EXERCISE OBJECTIVE :: Your copy should match the listing below exactly, except that it holds no images.

DATA ::

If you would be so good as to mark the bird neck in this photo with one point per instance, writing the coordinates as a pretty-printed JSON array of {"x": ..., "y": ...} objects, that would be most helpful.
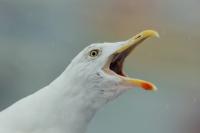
[{"x": 76, "y": 105}]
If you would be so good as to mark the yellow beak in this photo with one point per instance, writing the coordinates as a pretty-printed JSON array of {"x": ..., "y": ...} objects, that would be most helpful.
[{"x": 131, "y": 43}]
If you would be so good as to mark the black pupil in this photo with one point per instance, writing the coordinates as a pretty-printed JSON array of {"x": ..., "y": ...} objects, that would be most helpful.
[{"x": 94, "y": 53}]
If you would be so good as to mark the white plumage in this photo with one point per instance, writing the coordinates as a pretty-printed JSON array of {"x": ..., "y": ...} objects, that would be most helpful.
[{"x": 67, "y": 105}]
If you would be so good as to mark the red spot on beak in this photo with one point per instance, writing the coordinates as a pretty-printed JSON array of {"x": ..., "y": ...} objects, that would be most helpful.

WRITTEN ANSWER ::
If you would be so good as to mark the bird neck in this photo with one point per instance, writing the coordinates as a pretty-printed JSON array of {"x": ..., "y": ...} objects, that would be most helpful.
[{"x": 76, "y": 105}]
If you would be so good as to mark the yellow beak in this photo with one point per instance, writing the coordinates as a pretty-printed JSON array of {"x": ..., "y": ...} objects, that would be most helpful.
[{"x": 131, "y": 43}]
If you would be so good as to mark the black pupil in this photo with one point per instance, writing the coordinates as a pretty-printed JSON array of {"x": ..., "y": ...} objects, that would be most helpful.
[{"x": 94, "y": 53}]
If you would be so good as to mark the white plumage in this photo with one point per instance, writing the coordinates as a pretty-printed JSON array of {"x": ..., "y": ...} objects, that would be most helpful.
[{"x": 67, "y": 105}]
If you would be so good as to mark the red spot on beak in this photo with one point per instance, writing the coordinates as a pretty-printed JSON array of {"x": ..., "y": ...} objects, that would be most helpful.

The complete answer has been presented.